▶ TESTO FORNITO:

—————

Durante la giornata (di ieri) Papa Francesco ha ricevuto i presuli della Conferenza episcopale della Nigeria, in Visita ad limina. L’incontro arriva dopo appena due giorni dall’ennesimo sanguinoso attacco contro una comunità cattolica nigeriana quando due sacerdoti e almeno 16 fedeli sono stati uccisi in un blitz armato avvenuto durante la celebrazione della Messa, nella parrocchia di Sant’Ignazio di Ukpor-Mbalom nel villaggio di Mbalom, appartenente alla diocesi di Makurdi, nello Stato di Benue che fa parte della cosiddetta Cintura di Mezzo, la parte centrale del Paese che divide il Nord a preponderanza musulmana, dal sud in gran parte abitato da cristiani. Dopo aver attaccato la chiesa, i banditi sono entrati nel villaggio e hanno razziato e raso al suolo più di 60 tra case e fienili.
Gli autori del massacro sono i mandriani nomadi musulmani dell’etnia Fulani che sempre più spesso cercano di appropriarsi delle terre fertili coltivate dai contadini di fede cristiana. Le violenze non dipendono infatti solo da ragioni di tipo religioso ma anche dalla volontà di controllare le risorse idriche.
La maggior parte degli attacchi nel centro del Paese si sono verificati nello Stato di Benue, dove circa 385 persone sono state uccise da gennaio, secondo l’organizzazione americana specializzata nel conflitto armato Armed Conflict Rental e Event Data Project.
“Il mondo non ci sta ascoltando. Iniziò così in Rwanda: il mondo non ascoltò. E’ iniziato così anche in Germania, tanti anni fa: il mondo fu sordo. E questo è quello che sta accadendo a noi. Vogliamo che il mondo ci ascolti: siamo in pericolo”, è il grido d’allarme lanciato da monsignor Wlliam Avenya, vescovo di Gboko, città dello Stato di Benue.
Mons. Avenya ha riferito della brutalità dell’ultimo attacco: “Neanche una persona è stata presa, catturata. Non si può immaginare che un gruppo di persone arriva in un villaggio, appicca il fuoco, uccide le persone, distrugge le proprietà, come è accaduto martedì, in pieno giorno. Questo succede, e quelli vanno liberi!”.

—————

▶ ESTRATTI DELLE VOCI:

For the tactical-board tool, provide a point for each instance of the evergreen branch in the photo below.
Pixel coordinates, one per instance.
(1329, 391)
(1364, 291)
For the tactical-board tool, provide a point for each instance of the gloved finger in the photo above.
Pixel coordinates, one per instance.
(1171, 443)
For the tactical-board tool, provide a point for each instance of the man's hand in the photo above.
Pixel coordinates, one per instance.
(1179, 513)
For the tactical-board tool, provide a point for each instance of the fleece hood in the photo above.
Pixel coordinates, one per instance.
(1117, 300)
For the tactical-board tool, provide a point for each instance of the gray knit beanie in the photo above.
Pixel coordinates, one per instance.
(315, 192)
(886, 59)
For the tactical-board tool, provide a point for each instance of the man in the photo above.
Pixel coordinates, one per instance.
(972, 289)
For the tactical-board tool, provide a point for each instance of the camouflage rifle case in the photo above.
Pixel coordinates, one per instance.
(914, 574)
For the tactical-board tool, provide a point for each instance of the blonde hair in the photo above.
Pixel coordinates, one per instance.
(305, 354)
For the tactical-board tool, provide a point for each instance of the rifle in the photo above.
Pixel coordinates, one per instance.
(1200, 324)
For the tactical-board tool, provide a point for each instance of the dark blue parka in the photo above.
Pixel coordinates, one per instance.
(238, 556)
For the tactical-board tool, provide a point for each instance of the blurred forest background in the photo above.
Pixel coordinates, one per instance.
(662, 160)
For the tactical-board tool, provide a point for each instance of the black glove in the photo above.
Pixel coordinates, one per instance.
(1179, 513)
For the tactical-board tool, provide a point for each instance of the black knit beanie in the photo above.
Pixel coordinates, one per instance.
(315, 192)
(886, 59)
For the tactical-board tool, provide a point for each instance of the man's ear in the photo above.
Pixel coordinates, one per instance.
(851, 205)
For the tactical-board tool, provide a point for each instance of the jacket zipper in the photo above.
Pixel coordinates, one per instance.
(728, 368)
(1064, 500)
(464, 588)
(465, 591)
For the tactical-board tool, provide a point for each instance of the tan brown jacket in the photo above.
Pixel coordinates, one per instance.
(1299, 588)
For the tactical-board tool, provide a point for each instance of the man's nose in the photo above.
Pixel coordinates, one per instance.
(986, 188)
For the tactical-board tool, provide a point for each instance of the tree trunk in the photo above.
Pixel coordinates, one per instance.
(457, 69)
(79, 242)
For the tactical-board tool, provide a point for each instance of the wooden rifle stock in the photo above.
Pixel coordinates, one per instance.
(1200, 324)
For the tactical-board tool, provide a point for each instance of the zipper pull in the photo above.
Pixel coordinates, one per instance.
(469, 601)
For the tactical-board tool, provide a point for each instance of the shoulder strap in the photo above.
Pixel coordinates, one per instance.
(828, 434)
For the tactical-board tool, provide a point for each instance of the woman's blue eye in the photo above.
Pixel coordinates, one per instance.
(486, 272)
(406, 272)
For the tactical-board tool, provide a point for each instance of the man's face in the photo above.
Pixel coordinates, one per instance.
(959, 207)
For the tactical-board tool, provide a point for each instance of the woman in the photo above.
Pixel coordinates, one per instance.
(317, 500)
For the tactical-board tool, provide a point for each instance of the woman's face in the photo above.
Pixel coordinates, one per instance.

—————

▶ ESERCIZIO ASSEGNATO: Secondo il testo fornito, in quale parrocchia è avvenuto l'attacco durante la celebrazione della Messa? Le voci provengono da una fonte diversa da quella del testo fornito.

▶ RISPOSTA AL COMPITO: Nella parrocchia di Sant'Ignazio di Ukpor-Mbalom, nel villaggio di Mbalom.